● **Records from a data collection**:
++++++++++
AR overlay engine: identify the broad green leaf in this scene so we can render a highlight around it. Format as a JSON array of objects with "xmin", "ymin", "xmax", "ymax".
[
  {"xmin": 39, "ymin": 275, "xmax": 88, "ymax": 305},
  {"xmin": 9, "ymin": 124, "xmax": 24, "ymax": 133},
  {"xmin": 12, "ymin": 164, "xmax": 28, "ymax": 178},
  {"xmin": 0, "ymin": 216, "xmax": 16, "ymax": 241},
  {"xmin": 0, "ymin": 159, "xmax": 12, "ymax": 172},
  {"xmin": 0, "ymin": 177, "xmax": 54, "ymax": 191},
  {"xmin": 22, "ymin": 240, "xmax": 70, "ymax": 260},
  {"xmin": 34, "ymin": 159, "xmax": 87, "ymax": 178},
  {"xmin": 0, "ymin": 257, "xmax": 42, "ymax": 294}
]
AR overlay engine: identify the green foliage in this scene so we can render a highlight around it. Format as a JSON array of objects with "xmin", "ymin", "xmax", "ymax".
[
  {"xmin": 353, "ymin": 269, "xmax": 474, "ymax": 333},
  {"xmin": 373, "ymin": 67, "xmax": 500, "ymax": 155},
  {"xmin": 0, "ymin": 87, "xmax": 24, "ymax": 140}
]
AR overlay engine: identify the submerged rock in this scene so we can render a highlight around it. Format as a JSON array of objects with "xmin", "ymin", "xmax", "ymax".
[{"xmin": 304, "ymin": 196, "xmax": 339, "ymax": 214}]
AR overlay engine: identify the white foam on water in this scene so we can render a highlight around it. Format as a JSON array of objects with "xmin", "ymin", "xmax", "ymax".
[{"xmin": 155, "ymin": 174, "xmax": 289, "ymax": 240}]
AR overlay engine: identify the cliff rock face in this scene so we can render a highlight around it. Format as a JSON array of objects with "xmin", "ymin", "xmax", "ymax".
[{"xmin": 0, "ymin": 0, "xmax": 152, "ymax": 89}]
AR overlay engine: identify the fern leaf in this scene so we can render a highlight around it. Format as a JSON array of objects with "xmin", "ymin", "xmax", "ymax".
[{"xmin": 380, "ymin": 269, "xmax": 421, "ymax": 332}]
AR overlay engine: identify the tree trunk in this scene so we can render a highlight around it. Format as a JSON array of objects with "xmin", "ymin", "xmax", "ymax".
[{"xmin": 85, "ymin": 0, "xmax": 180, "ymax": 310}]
++++++++++
● **Stated exercise**: Count the lines in the records that contain the string "green". Reply with the number alone.

● **Solution to the problem**: 2